EXERCISE PASSAGE:
________________________
Despite its global scope, Clean is a simple story of drug addicted rock-singer Emily's (Maggie Cheung) struggle to put her life back together after losing her husband to an overdose. While there are a lot of sub-plots and elements, the ultimate focus is Emily's attempt to reconcile with her child Jay who hardly knows her, having been left in the care of the grandparents while the parents pursue their career in rock music. Among the different threads weaving this story, the one that touches me most is Emily's relationship with her father-in-law Albrecht, played so beautifully by Nick Nolte.
Father-and-daughter-in-law (or father and son's girlfriend) is a relationship that is not explored too often. However, two cases immediately come to mind. At one end, there is the classic confrontation in Verdi's La Traviata, when Giorgio Germont convinces Violetta that the best thing for his son is for her to leave him (in, incidentally, one of the most beautiful arias written for a bass). At the other end, there is Cate Blanchett's unforgettable film Heaven (2002), in which one cannot help but be moved by the father's kindness towards this woman who is taking away his son to a fugitive life.
The father Albrecht in Clean goes much deeper, as best seen in his first and last scenes with Emily, strangely echoing La Traviata and Heaven respectively.
Six months after his son's death and Emily serving her term for drug possession, Albrecht flies to Hamilton to meet her and settle affairs. Despite grieve over his loss, he is sensibly civil to this woman whom the world has blamed for his son's downfall and eventual death. As the wonderfully downplayed dialogue progresses, we see gradually hints of his genuine sympathy and care, as he explains that the courts have awarded the custody of the little boy Jay to the grandparents. Then, at the parting, with some struggling but absolute resolution, he asks that Emily do not try to see Jay for a few years although she is legally allowed to do so. Nolte delivers this first scene with every nuance and every gesture impeccably placed.
________________________
[Saved data entries]
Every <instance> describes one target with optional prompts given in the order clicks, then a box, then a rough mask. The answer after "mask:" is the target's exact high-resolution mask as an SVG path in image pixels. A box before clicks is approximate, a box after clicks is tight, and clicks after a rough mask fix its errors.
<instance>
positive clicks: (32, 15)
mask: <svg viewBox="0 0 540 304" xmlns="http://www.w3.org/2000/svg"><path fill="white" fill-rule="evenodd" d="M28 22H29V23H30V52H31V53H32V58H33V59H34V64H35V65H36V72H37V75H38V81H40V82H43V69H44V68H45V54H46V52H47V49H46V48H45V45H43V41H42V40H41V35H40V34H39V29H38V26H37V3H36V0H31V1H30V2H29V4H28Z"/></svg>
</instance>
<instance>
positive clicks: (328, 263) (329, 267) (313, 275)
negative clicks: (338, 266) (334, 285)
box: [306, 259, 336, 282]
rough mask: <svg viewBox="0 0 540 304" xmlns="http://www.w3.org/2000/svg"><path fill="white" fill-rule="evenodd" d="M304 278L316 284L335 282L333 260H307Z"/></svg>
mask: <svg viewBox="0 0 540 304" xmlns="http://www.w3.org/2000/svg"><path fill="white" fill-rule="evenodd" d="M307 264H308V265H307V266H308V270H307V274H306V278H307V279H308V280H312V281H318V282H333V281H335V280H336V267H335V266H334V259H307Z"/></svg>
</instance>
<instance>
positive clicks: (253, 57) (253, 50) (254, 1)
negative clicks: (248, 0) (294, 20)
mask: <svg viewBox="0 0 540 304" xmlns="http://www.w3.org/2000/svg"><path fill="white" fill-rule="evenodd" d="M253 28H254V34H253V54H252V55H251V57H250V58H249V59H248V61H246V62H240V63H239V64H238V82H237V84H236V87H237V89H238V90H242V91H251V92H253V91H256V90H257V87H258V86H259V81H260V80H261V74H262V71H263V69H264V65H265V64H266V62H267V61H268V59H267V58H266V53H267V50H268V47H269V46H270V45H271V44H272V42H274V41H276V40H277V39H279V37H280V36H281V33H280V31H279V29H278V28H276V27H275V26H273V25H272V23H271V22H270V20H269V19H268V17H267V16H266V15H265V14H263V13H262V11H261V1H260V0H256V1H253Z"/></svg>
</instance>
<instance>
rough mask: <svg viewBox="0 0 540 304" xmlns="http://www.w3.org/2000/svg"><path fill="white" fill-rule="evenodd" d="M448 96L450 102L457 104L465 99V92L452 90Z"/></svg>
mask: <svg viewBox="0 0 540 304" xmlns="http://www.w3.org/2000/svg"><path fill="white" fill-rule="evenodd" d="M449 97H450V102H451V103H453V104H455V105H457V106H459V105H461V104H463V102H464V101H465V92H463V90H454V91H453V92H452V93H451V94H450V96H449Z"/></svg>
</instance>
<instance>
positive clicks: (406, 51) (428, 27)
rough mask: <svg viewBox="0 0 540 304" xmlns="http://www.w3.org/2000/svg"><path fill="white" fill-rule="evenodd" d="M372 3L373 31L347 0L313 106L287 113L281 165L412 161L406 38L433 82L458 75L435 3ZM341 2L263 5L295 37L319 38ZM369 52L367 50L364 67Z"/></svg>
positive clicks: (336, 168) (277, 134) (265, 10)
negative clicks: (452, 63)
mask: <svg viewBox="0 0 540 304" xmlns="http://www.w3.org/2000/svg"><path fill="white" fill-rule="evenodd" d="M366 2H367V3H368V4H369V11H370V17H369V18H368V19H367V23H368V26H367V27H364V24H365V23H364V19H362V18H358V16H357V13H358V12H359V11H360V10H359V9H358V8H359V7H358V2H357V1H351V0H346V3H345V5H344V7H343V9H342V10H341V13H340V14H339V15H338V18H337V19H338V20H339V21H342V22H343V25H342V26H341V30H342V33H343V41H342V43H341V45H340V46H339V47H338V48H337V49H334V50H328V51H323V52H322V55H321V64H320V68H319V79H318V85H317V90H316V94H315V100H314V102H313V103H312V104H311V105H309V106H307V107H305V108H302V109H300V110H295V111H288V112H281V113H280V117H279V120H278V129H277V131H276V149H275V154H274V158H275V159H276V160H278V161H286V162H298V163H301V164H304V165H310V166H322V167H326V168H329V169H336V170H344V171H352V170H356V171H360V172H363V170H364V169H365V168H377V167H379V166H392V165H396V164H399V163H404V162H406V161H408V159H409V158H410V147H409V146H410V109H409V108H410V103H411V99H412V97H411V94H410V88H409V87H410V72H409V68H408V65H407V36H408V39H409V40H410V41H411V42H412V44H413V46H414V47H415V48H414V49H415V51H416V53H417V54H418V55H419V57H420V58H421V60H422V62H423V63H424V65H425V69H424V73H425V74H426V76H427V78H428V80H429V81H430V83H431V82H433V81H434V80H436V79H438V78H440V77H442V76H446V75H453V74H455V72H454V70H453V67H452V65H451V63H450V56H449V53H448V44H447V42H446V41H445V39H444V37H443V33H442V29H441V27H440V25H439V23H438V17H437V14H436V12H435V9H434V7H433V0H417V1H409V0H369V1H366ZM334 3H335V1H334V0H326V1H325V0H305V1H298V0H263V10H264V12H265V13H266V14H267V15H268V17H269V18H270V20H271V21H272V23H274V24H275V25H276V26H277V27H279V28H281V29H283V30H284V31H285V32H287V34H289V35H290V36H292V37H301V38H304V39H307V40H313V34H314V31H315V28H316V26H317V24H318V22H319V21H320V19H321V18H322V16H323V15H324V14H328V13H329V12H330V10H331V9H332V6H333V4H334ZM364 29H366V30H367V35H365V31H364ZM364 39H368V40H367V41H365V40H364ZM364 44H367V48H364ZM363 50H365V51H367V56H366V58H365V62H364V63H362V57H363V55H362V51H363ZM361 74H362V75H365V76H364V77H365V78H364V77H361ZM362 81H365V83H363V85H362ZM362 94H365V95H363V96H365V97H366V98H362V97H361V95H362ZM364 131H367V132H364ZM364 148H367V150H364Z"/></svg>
________________________
CHECK YOUR UNDERSTANDING:
a. In the review of Clean, edit everything from "Father-and-daughter-in-law (or father" down to "and Heaven respectively." so that "Heaven" becomes "Paradise" each time it occurs.
b. Pull out every line of the entries that contains the word "clicks", copying each line in full.

ANSWERS IN ORDER:
a.
Father-and-daughter-in-law (or father and son's girlfriend) is a relationship that is not explored too often. However, two cases immediately come to mind. At one end, there is the classic confrontation in Verdi's La Traviata, when Giorgio Germont convinces Violetta that the best thing for his son is for her to leave him (in, incidentally, one of the most beautiful arias written for a bass). At the other end, there is Cate Blanchett's unforgettable film Paradise (2002), in which one cannot help but be moved by the father's kindness towards this woman who is taking away his son to a fugitive life.
The father Albrecht in Clean goes much deeper, as best seen in his first and last scenes with Emily, strangely echoing La Traviata and Paradise respectively.

b.
Every <instance> describes one target with optional prompts given in the order clicks, then a box, then a rough mask. The answer after "mask:" is the target's exact high-resolution mask as an SVG path in image pixels. A box before clicks is approximate, a box after clicks is tight, and clicks after a rough mask fix its errors.
positive clicks: (32, 15)
positive clicks: (328, 263) (329, 267) (313, 275)
negative clicks: (338, 266) (334, 285)
positive clicks: (253, 57) (253, 50) (254, 1)
negative clicks: (248, 0) (294, 20)
positive clicks: (406, 51) (428, 27)
positive clicks: (336, 168) (277, 134) (265, 10)
negative clicks: (452, 63)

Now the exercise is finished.